Este último diploma considera (cfr. artº 28º) militar na
situação de «activo» aquele que reúne 'as condições legais para exercer ou vir a
exercer todas as funções próprias do seu quadro e posto e não abrangido pelas
situações previstas para a reserva e reforma', enquanto que «reserva» (cfr. artº
29º) é considerada a situação para a qual 'transita o militar do activo que, nos
termos do artigo 50.º, esteja em condições de exercer apenas algumas das funções
próprias do respectivo quadro e posto, sem prejuízo do estabelecido nos artigos
115.º' (desempenho de cargos ou funções que dispensem a plena validez por parte
de militares que no cumprimento da missão da Guarda Fiscal adquirirem uma
diminuição permanente na capacidade geral de ganho causada por lesão ou doença,
adquirida ou agravada) 'e 116.º' (prestação de serviços moderados por banda de
militares que, por motivo de acidente ou doença adquirida em serviço,
transitoriamente, só reúnam condições para o desempenho de funções que dispensem
a plena validez).

■ **Enunciado**: Pode copiar na íntegra, sem alterar uma letra, o texto sobre as situações de activo e de reserva dos militares da Guarda Fiscal?

■ **Secção de dados**:
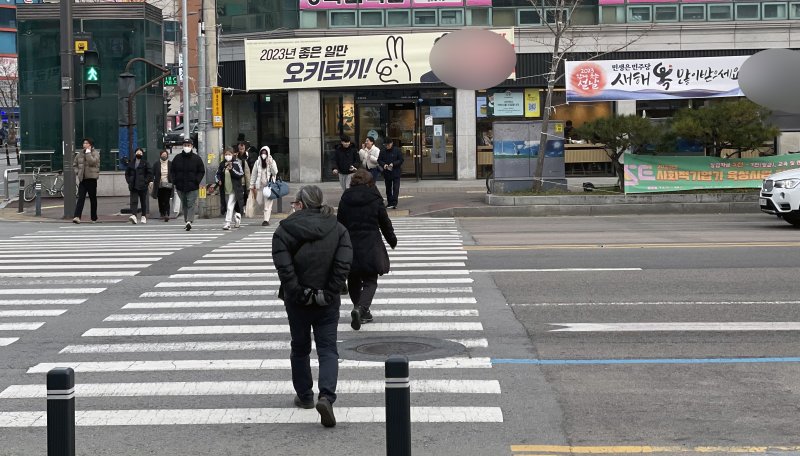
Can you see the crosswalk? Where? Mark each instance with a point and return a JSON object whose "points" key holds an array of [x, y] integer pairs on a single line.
{"points": [[44, 274], [209, 344]]}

■ **A sua resolução**:
Este último diploma considera (cfr. artº 28º) militar na
situação de «activo» aquele que reúne 'as condições legais para exercer ou vir a
exercer todas as funções próprias do seu quadro e posto e não abrangido pelas
situações previstas para a reserva e reforma', enquanto que «reserva» (cfr. artº
29º) é considerada a situação para a qual 'transita o militar do activo que, nos
termos do artigo 50.º, esteja em condições de exercer apenas algumas das funções
próprias do respectivo quadro e posto, sem prejuízo do estabelecido nos artigos
115.º' (desempenho de cargos ou funções que dispensem a plena validez por parte
de militares que no cumprimento da missão da Guarda Fiscal adquirirem uma
diminuição permanente na capacidade geral de ganho causada por lesão ou doença,
adquirida ou agravada) 'e 116.º' (prestação de serviços moderados por banda de
militares que, por motivo de acidente ou doença adquirida em serviço,
transitoriamente, só reúnam condições para o desempenho de funções que dispensem
a plena validez).